Please copy every line of the items below exactly, leaving the pictures out of your copy.

- - - -

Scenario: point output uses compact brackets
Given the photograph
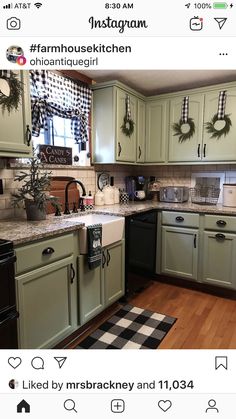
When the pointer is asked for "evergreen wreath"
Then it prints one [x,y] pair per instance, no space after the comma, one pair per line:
[210,126]
[128,126]
[12,101]
[183,136]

- - - -

[Result for this task]:
Scenario: point output uses compact brackets
Given the photograph
When the pointer is asked for "evergreen wreath"
Then it prints one [x,y] pair per instance, no space after the comma, one pair per line:
[210,126]
[128,126]
[12,101]
[183,136]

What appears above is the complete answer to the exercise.